Problem requirements ▸ Nothing in the records below may change; print them all exactly.

*** Data excerpts Section Begins ***

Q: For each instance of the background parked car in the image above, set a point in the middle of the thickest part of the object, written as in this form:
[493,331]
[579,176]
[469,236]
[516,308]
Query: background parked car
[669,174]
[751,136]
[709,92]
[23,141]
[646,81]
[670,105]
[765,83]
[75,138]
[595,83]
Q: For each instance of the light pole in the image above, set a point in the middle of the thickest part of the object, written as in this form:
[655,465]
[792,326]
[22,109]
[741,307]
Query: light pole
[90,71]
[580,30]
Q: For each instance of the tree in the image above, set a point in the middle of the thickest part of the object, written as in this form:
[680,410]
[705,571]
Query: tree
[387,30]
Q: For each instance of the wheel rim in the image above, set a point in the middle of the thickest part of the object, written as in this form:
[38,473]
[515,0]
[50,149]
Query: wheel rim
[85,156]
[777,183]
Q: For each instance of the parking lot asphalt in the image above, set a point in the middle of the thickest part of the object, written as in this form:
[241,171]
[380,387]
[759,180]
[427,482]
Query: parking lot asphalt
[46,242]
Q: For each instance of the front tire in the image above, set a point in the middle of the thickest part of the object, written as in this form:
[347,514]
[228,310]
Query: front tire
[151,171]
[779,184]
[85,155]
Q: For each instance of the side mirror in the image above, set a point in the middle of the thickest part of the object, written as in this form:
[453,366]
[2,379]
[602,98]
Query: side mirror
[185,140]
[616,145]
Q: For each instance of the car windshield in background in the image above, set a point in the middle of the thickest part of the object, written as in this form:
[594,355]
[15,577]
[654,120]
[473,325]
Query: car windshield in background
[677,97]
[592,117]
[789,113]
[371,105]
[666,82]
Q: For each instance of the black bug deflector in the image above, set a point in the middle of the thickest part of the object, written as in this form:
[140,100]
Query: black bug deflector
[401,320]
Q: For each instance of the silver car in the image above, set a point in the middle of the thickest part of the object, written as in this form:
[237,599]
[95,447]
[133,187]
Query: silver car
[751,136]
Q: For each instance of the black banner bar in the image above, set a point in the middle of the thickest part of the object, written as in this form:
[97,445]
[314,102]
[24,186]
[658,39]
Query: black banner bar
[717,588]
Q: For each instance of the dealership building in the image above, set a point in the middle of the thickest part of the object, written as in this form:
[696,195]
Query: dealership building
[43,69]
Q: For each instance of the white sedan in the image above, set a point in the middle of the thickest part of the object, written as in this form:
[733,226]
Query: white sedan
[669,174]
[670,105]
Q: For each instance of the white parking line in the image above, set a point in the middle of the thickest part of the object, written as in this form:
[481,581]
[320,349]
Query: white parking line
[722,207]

*** Data excerpts Section Ends ***

Solution below ▸
Q: For each instance of the background parked car in the image above, set a point in the middle of the thickest part of the object, written as in this form:
[493,331]
[579,176]
[469,236]
[516,308]
Query: background parked car
[669,174]
[751,136]
[709,92]
[23,141]
[646,81]
[670,105]
[765,83]
[75,138]
[595,83]
Q: For each instance of the light pole in the image above, set a point in the middle of the thickest part of the object, written as in this form:
[655,465]
[792,326]
[22,109]
[741,307]
Query: light pole
[90,71]
[580,30]
Q: For each instance of the tree in the image above, set a point in the middle of the thickest part of the object, written as in this form:
[680,410]
[705,571]
Query: tree
[387,30]
Q: For each instance of the wheel rim in the image above, set a point in the middle of the thickest part of the object, written as in this form:
[38,473]
[515,0]
[50,149]
Query: wheel rim
[85,156]
[777,183]
Q: For each instance of the parking lot asphalt in the image above, set a point in the middle of the thickest part of the object, written as in this form:
[241,171]
[380,387]
[759,180]
[427,482]
Query: parking lot asphalt
[46,242]
Q: For each instance of the front tire in the image above, set a point in the middle of the thickest part of the object, written as in this form:
[347,514]
[228,310]
Query: front tire
[151,171]
[779,184]
[85,155]
Q: For each instance of the side mirror in the image above, set a point in the middle of the thickest part of the object, written as in this form:
[453,366]
[2,379]
[602,98]
Query: side mirror
[185,140]
[616,145]
Q: For each instance of the car windshield in background in the image above, set a point in the middle of the thickest part of the object, written as in this form:
[594,355]
[15,577]
[654,120]
[473,325]
Query: car windshield in background
[677,97]
[592,117]
[789,113]
[371,105]
[666,82]
Q: For each instance of the black bug deflector in the image above, set a point in the middle of the thickest part of the object, written as in this form:
[140,100]
Query: black bug deflector
[401,320]
Q: For each instance of the silver car in the image above, set a point in the middle of the thickest part of the object, written as in this form:
[237,599]
[95,447]
[133,187]
Query: silver car
[751,136]
Q: For each instance of the black banner bar in the image above, set a point in the middle of the thickest part of the object, written as in this form:
[97,445]
[314,102]
[24,186]
[658,39]
Query: black banner bar
[717,588]
Q: For each instance of the dealership building in the image above, set a point in the middle of the thickest part of the object, written as in this form:
[696,195]
Query: dealership building
[43,69]
Q: For each instance of the white sedan in the image above, set a point in the middle of the thickest part of the object, written as in this form:
[733,226]
Query: white sedan
[669,174]
[670,105]
Q: For each instance of the white parking line in the image above, set a point in the middle of the thickest part of the object, written as in this form:
[481,581]
[320,349]
Query: white parking line
[722,207]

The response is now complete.